Transcribe the listing underneath, keeping each word exact and omitting the images.
(Beginning of ENTRIES SUPPLIED)
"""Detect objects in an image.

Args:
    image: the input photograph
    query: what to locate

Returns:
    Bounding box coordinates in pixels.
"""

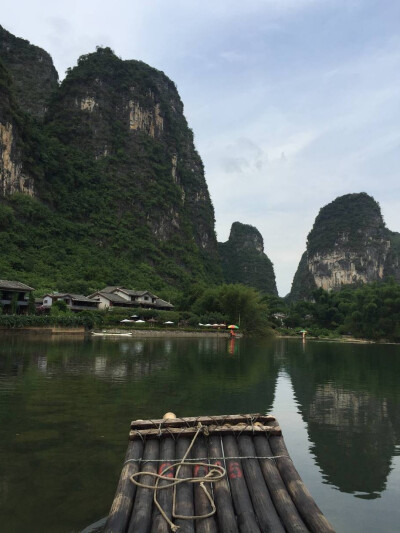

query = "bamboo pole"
[103,439,144,533]
[253,435,309,533]
[268,435,335,533]
[150,437,175,533]
[174,437,195,533]
[237,435,285,533]
[131,414,276,430]
[129,425,281,440]
[192,435,218,533]
[127,439,159,533]
[222,435,261,533]
[208,435,239,533]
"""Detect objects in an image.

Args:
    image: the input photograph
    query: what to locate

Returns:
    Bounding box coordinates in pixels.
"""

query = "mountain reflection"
[1,333,399,512]
[285,340,400,498]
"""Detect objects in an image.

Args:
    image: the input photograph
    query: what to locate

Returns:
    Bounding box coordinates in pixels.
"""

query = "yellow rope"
[130,423,226,532]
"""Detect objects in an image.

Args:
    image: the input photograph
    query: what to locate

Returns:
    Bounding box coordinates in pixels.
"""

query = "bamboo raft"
[102,413,335,533]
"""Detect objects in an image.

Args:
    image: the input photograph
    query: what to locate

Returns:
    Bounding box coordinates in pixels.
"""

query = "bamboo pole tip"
[163,412,177,420]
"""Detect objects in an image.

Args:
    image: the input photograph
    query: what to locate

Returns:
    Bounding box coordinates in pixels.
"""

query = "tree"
[28,292,35,315]
[10,293,18,314]
[51,299,68,315]
[193,284,271,335]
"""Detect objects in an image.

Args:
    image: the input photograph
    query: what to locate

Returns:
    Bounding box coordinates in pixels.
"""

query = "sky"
[2,0,400,295]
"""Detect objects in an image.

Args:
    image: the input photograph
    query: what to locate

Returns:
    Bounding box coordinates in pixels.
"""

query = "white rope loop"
[129,423,226,531]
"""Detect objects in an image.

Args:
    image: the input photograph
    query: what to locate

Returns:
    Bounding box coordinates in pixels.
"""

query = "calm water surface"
[0,334,399,533]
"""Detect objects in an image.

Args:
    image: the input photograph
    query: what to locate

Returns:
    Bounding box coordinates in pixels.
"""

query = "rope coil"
[130,423,225,531]
[128,419,287,531]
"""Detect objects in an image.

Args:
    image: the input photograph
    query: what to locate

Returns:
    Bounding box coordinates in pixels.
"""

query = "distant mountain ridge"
[289,193,400,301]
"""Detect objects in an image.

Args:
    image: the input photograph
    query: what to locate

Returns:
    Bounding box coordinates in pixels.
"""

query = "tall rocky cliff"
[0,59,35,196]
[0,30,221,292]
[219,222,278,295]
[289,193,400,301]
[0,25,58,119]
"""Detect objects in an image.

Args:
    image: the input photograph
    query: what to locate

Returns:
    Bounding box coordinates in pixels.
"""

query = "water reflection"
[0,335,399,532]
[284,340,400,498]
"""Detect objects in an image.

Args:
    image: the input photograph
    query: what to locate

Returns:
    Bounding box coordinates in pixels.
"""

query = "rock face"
[46,48,219,261]
[0,32,221,291]
[219,222,278,295]
[0,60,34,196]
[0,25,58,119]
[289,193,400,300]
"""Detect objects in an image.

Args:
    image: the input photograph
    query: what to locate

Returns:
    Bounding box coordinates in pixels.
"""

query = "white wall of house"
[43,296,53,307]
[95,294,111,310]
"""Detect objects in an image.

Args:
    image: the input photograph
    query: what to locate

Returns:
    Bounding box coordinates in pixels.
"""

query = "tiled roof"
[94,292,131,304]
[0,280,35,291]
[155,298,174,308]
[45,293,95,303]
[118,289,148,297]
[101,286,123,294]
[67,294,97,303]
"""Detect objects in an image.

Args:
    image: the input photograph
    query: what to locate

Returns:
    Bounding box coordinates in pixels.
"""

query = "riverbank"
[275,334,399,344]
[91,328,242,338]
[0,326,86,335]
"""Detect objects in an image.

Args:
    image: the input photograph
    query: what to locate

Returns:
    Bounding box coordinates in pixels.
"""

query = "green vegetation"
[192,284,272,335]
[286,251,316,302]
[219,222,278,295]
[289,192,400,301]
[0,43,221,294]
[0,25,58,118]
[0,31,279,301]
[0,314,99,329]
[277,279,400,342]
[307,193,385,257]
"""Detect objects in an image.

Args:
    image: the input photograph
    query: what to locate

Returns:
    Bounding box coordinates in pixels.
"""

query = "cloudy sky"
[3,0,400,295]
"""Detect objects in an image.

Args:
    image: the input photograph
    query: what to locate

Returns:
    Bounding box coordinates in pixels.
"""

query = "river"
[0,334,399,532]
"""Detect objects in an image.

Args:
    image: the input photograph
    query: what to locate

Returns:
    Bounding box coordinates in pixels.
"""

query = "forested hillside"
[0,27,224,296]
[219,222,278,295]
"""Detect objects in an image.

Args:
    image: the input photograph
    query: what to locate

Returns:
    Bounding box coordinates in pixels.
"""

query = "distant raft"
[101,413,335,533]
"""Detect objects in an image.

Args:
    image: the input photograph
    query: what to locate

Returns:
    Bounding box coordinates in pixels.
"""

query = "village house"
[88,291,135,310]
[88,286,174,311]
[42,293,100,312]
[273,313,287,326]
[0,280,35,314]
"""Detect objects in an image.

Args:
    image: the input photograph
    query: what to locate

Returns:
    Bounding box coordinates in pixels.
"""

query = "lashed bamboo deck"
[103,414,335,533]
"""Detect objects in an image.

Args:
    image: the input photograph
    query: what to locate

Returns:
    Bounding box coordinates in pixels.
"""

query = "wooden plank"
[130,424,281,440]
[127,439,159,533]
[268,435,335,533]
[131,414,276,430]
[237,435,285,533]
[192,435,218,533]
[151,437,175,533]
[208,435,239,533]
[253,435,309,533]
[222,435,261,533]
[104,439,144,533]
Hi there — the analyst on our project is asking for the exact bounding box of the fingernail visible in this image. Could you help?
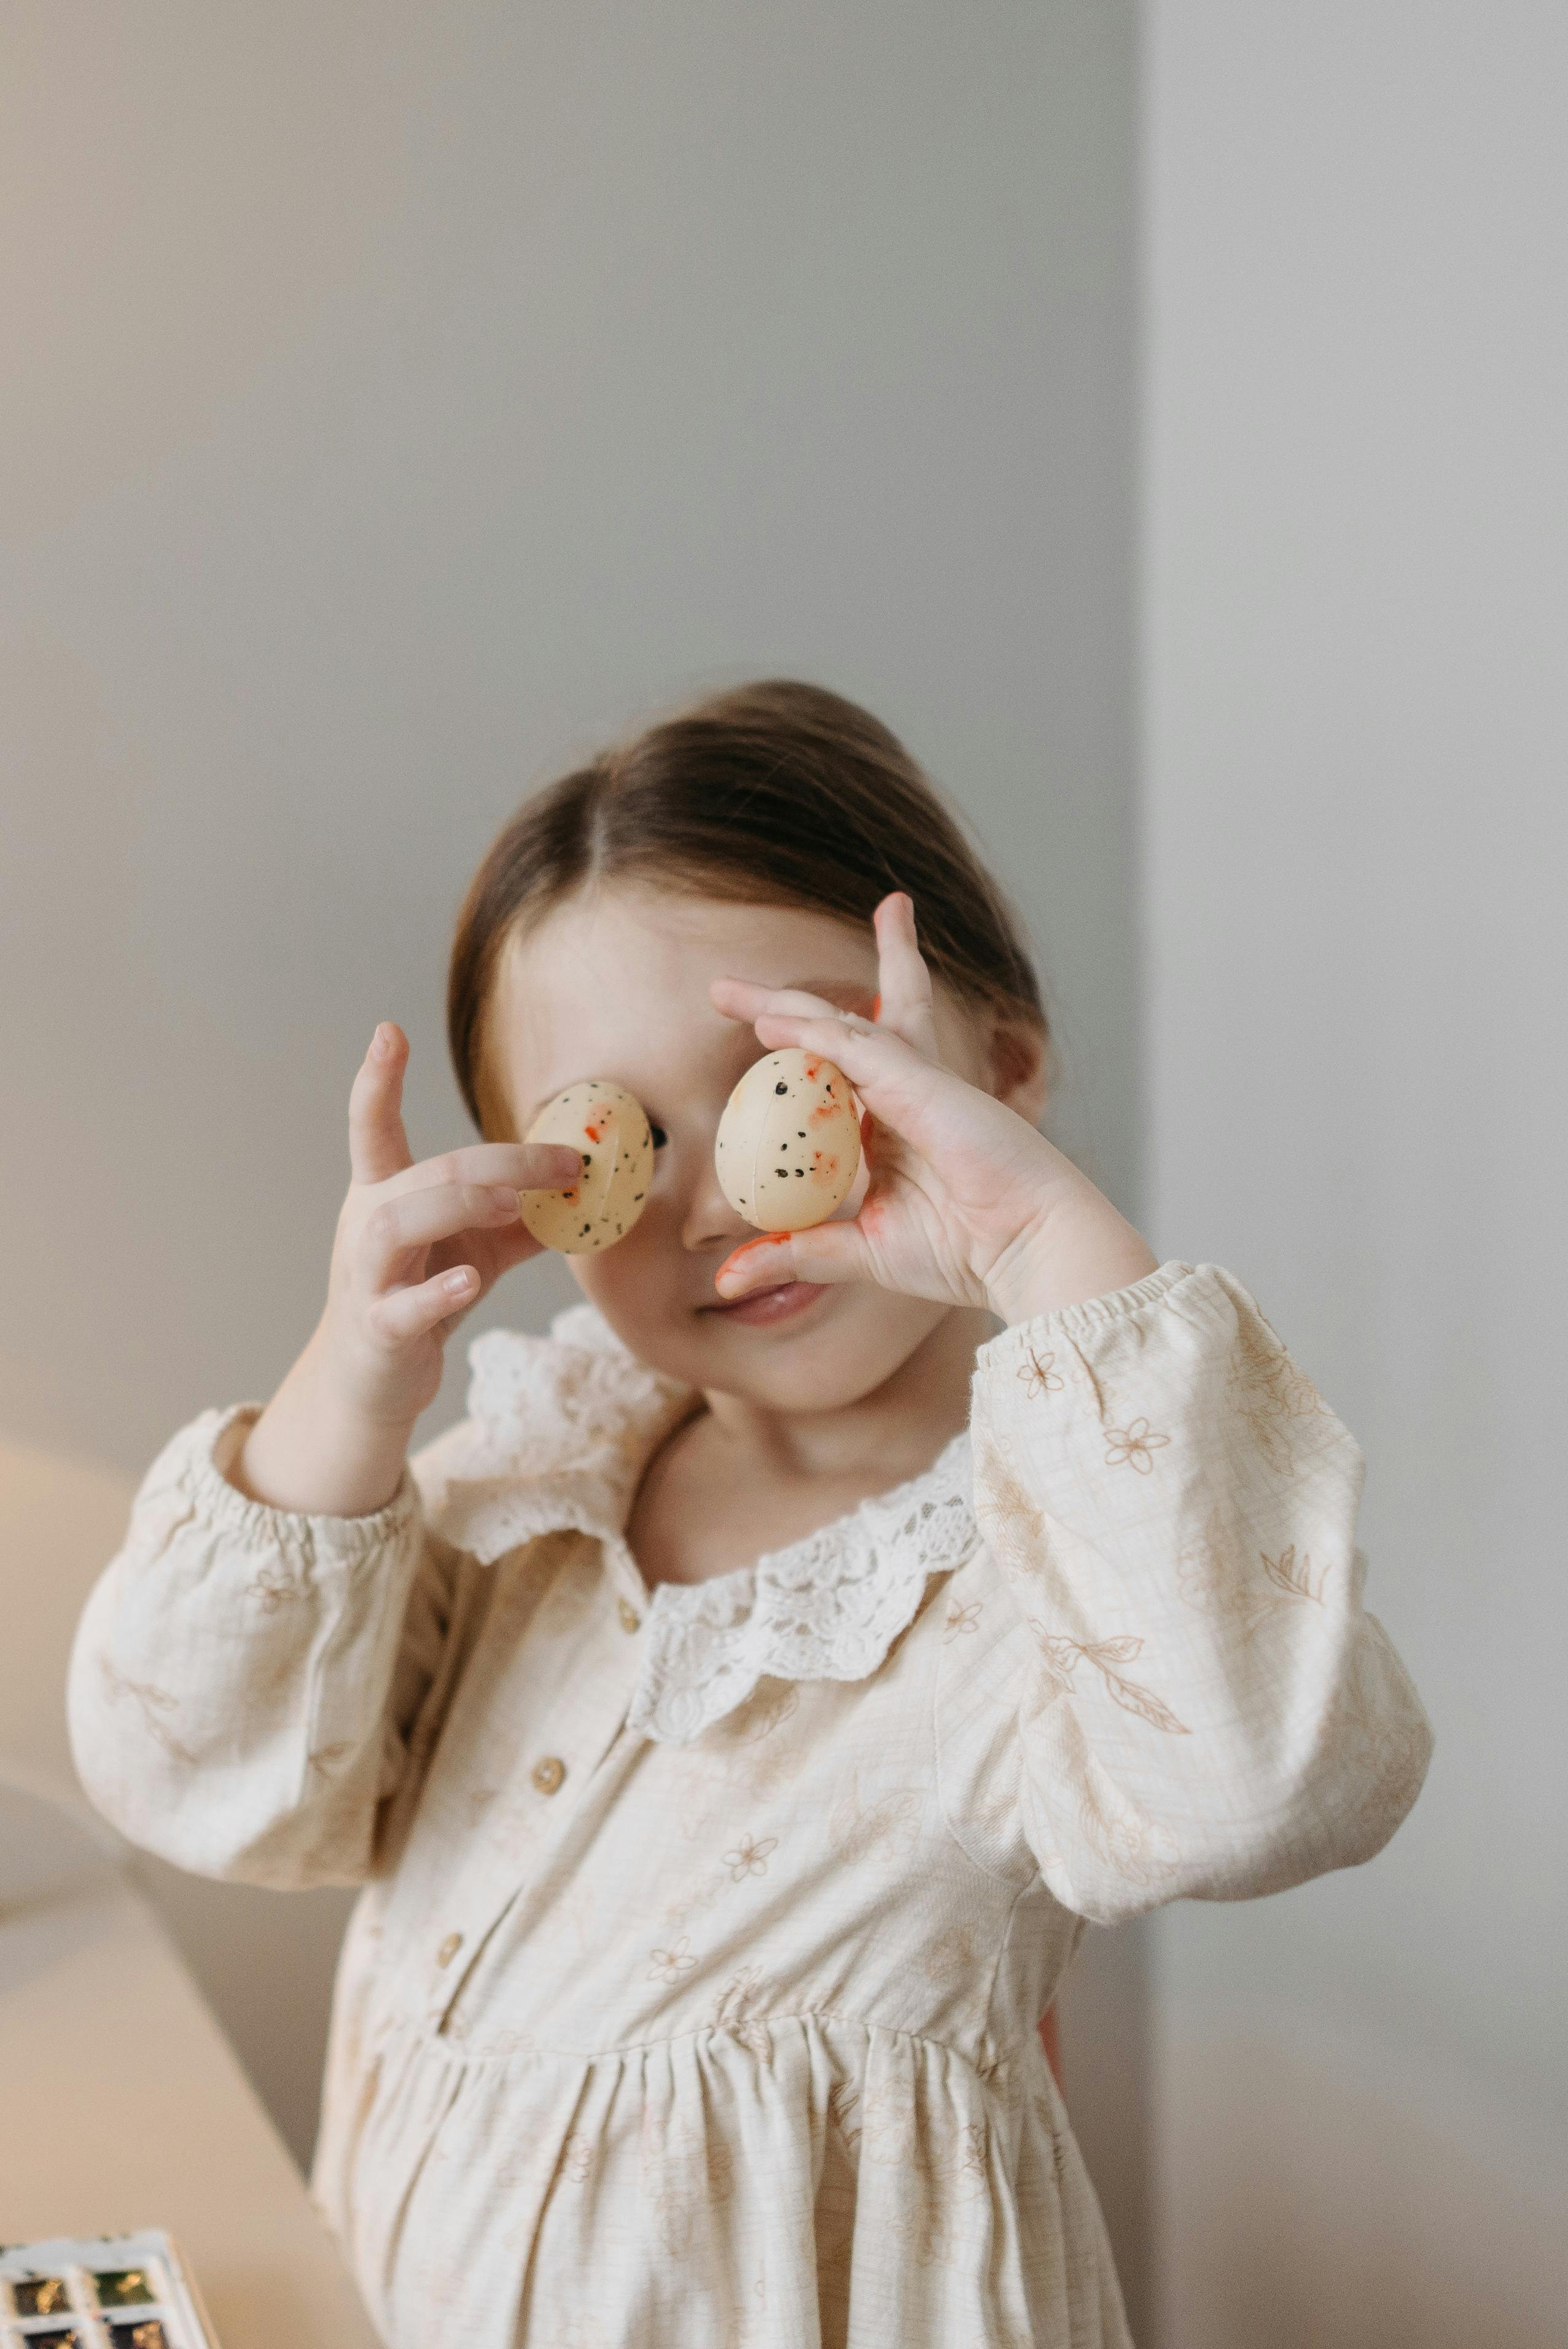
(End of ENTRIES SUPPLIED)
— WRITTEN SOLUTION —
"""Detect objects in an image.

Args:
    image: the input photograph
    query: what to locate

Returns:
    Bounding box coordinates in pixels.
"""


query = "bamboo pole"
[103,439,144,533]
[253,435,309,533]
[268,435,335,533]
[150,437,175,533]
[174,437,195,533]
[237,435,285,533]
[131,414,276,430]
[129,425,281,440]
[192,435,218,533]
[127,439,159,533]
[222,435,261,533]
[208,435,239,533]
"""Detect objects in an image.

Args:
    image: the input photograph
    query: what to locate

Returns:
    Bounding box coordinates in pixels.
"""

query = "mountain reflection"
[1,333,399,512]
[285,340,400,498]
"""Detect objects in an image.

Args:
    image: the input photograph
    query: what to locate

Returns:
    Bounding box coordinates in pixels.
"""

query = "yellow rope"
[130,423,226,532]
"""Detect objects in an image.

Args:
    image: the input photograph
    query: what to locate

Returns:
    Bounding box coordinates in pixels.
"""

query = "bamboo raft"
[102,413,335,533]
"""Detect objects in an image.

Args:
    image: the input photograph
    query: what to locate

Returns:
    Bounding box coordinates in pixels.
"""

query = "bamboo pole tip"
[163,412,177,420]
"""Detect objects in an image.

Args:
    image: the input photograph
    query: what to locate

Returns:
    Bounding box coordinates in pixels.
"""

query = "tree"
[28,292,35,315]
[10,293,18,314]
[51,299,68,315]
[193,284,271,335]
"""Detect objects in an image.

Args:
    image: the input photograph
    query: what to locate

Returns:
    Bounding box coordinates in pixels.
"""

query = "sky"
[2,0,400,295]
"""Detect objects in an image.

Args:
    image: the input photograph
    query: what to locate

Returns:
    Bounding box coordinates in pixels.
"""

query = "white rope loop"
[129,423,226,531]
"""Detect objects in an image.

Args:
    image: the input photograph
    query: what to locate

Returns:
    Bounding box coordinates in pixels.
"""

query = "calm water surface"
[0,334,399,533]
"""Detect objects in an image.

Args:
    image: the input photograph
    query: what to locate

Returns:
    Bounding box coordinates in pixels.
"""

query = "rope coil"
[130,423,225,531]
[128,419,287,531]
"""Detect objects in an image.

Args:
    image: the input photograph
    query: what to locate

Returns:
    Bounding box coordinates in pixels.
"""

query = "distant mountain ridge"
[289,193,400,301]
"""Detect objects in an image.

Args:
    image: the input photograph
    query: what to locate

Returns:
    Bounding box coordinates in pixels.
"""

query = "tall rocky cliff"
[0,59,35,196]
[0,30,221,292]
[219,222,278,295]
[289,193,400,301]
[0,25,58,119]
"""Detect objects in an image.

Args:
    image: the input photograph
    query: what to locate

Returns:
    Bounding box coordinates in pixels.
"""

query = "water reflection"
[0,335,399,532]
[284,340,400,498]
"""Detect objects in an image.

Args:
    image: the input photograph
    query: what to locate

Returns:
    Bounding box coordinates in pixels.
"""

query = "rock face"
[46,48,219,261]
[0,32,221,291]
[219,222,278,295]
[0,60,34,196]
[0,25,58,119]
[289,193,400,300]
"""Detect objects in an image.

Args:
    image: the input photograph
    query: what to locate

Returns:
    Bounding box coordinates in pixels.
"""

query = "white wall of house"
[43,296,53,307]
[95,294,111,310]
"""Detect objects in an image.

Args:
    image: the input photograph
    query: what to locate

Returns:
    Bounding box coordinates in pixels.
"""

query = "tiled roof"
[94,292,131,304]
[0,280,35,291]
[155,298,174,308]
[45,293,95,303]
[118,289,148,297]
[101,286,123,294]
[67,294,97,303]
"""Detect objects in an image.

Args:
    image: the input photograph
    query: what to locate

Returns:
    Bounding box coordinates in pixels.
"""

query = "riverbank"
[275,334,399,344]
[91,328,242,338]
[0,326,86,335]
"""Detect objects in an image.

Args:
    image: the input photograph
    query: what to locate

Returns:
    Bounding box coordinates in pixels.
"""

query = "green vegetation"
[192,284,272,335]
[286,251,316,302]
[219,222,278,295]
[289,192,400,301]
[0,43,221,294]
[0,25,58,118]
[0,31,279,301]
[0,314,99,329]
[277,279,400,342]
[307,193,385,257]
"""Detect objects in an image.

Args:
    image: the input photograph
    query: what to locate

Returns:
    Bounding box coordinates in pixels.
"""

query = "cloudy sky"
[3,0,400,295]
"""Detect objects in an image.

Args:
    image: the input photograph
    query: what to locate

Returns:
    Bounding box coordinates in pixels.
"""

query = "river"
[0,334,399,532]
"""Detect objects in an image.

Args:
    image: the input photograph
    query: what to locate

Returns:
    Bounding box coordinates in pixels.
"""

query = "forested hillside"
[0,27,224,296]
[219,222,278,295]
"""Detect objects in an image.

Args:
    image: the input photograph
    query: what to locate

Returns:
    Bounding box coordinates in pixels.
"""

query = "distant raft"
[101,413,335,533]
"""Detect objects in an image.

Args:
    image: the input photograph
    query: what to locate

Returns:
    Bounding box coordinates in pixels.
"""

query = "village house"
[88,291,135,310]
[88,286,174,311]
[42,293,100,312]
[273,313,287,326]
[0,280,35,314]
"""Detect objects in an image.

Args:
    image: the input photograph
    query: what to locate

Returns:
    Bounding box coordinates in pixels.
"""

query = "lashed bamboo deck"
[103,414,335,533]
"""Detect objects in an image.

Args:
    image: the input photograph
    query: what to locate

Returns:
    Bounding box coordinates in pixels.
"""

query = "wooden plank"
[130,424,281,440]
[127,439,159,533]
[268,435,335,533]
[131,414,276,430]
[237,435,285,533]
[192,435,218,533]
[151,437,175,533]
[208,435,239,533]
[253,435,309,533]
[222,435,261,533]
[104,439,144,533]
Hi there — the analyst on our project is asking for the exact bounding box of the fingernail visible in this image. Could you help?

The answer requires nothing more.